**Your instructions**: Scan the entries that follow and work out how many lines contain "striped". Give the number and nothing else.

**Data for this exercise**:
******************************

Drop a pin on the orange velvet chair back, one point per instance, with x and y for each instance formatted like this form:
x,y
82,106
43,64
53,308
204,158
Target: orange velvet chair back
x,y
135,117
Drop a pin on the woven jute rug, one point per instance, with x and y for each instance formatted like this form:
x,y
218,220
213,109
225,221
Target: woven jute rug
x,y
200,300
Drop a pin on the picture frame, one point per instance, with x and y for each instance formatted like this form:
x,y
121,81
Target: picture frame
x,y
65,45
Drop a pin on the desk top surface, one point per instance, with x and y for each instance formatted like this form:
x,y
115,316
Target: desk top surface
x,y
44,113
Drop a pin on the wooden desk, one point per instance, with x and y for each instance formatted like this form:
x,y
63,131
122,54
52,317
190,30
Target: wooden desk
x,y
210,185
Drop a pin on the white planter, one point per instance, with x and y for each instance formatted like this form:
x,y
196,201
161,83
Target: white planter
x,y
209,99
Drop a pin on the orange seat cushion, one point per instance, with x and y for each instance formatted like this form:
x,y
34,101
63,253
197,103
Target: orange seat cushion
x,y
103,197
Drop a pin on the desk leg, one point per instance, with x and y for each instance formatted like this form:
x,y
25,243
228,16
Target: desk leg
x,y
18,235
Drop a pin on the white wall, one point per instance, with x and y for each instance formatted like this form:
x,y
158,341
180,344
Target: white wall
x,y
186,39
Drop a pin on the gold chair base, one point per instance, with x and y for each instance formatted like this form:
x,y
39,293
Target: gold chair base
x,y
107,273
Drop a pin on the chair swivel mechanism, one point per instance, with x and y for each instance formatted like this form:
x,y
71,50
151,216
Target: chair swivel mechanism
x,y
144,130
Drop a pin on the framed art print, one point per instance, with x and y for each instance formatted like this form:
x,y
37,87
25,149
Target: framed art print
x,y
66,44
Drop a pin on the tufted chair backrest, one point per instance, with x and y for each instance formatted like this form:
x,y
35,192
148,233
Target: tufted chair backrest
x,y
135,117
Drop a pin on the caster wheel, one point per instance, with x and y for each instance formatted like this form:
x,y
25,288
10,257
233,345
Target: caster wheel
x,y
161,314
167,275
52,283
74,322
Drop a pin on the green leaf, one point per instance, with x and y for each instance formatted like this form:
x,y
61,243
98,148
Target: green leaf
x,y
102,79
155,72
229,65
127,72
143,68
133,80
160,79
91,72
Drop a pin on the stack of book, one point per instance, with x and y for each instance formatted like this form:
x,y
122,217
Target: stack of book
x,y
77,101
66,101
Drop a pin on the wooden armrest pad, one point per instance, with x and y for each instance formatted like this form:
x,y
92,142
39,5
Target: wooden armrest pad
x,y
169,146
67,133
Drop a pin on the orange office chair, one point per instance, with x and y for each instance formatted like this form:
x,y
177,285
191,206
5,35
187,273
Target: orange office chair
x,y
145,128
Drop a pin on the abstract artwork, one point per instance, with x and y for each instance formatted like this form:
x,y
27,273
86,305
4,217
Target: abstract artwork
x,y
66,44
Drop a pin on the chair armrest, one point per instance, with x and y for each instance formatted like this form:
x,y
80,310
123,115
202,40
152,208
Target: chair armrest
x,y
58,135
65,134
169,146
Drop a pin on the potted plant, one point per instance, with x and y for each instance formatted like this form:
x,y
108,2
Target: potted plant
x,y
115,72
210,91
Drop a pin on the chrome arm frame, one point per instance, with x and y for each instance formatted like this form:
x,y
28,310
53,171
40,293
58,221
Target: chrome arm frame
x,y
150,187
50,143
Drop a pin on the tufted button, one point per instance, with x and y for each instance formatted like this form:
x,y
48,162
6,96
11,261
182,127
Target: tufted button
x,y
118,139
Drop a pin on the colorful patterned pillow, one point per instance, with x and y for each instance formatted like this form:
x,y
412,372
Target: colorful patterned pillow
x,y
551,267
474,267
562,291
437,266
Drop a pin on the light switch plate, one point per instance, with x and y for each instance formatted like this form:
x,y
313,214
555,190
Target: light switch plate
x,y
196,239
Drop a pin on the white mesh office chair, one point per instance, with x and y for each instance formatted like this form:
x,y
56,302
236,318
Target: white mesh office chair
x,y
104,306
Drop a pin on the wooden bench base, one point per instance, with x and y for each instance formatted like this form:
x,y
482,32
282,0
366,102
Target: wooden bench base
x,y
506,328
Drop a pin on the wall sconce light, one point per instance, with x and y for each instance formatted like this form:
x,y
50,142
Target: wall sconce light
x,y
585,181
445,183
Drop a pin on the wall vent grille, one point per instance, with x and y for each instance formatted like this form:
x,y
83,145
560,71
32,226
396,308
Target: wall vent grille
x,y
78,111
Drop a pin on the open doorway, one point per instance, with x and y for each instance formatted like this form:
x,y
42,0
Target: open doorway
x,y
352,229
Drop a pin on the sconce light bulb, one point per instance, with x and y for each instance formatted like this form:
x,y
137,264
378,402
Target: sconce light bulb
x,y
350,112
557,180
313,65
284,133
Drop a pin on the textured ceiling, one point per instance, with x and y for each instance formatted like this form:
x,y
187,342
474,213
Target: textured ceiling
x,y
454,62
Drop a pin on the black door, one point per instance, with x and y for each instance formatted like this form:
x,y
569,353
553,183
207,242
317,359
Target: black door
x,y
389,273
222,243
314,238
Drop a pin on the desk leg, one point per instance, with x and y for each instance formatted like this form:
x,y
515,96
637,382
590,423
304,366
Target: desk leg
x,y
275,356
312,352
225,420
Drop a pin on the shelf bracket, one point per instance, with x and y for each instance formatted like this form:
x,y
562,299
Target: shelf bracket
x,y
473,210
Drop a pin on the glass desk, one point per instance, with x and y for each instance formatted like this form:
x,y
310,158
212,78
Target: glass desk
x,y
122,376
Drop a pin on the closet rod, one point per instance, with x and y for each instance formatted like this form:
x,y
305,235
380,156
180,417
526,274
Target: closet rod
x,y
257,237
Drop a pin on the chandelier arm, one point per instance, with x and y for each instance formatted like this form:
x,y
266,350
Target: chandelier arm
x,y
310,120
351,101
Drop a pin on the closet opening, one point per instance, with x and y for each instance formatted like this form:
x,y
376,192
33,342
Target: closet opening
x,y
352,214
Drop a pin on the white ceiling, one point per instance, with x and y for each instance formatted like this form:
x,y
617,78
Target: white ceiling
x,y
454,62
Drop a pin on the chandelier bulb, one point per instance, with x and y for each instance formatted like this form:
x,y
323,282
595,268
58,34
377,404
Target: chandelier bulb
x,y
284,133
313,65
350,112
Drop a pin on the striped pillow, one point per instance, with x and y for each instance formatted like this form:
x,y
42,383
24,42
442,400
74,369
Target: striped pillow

******************************

**Your response**: 2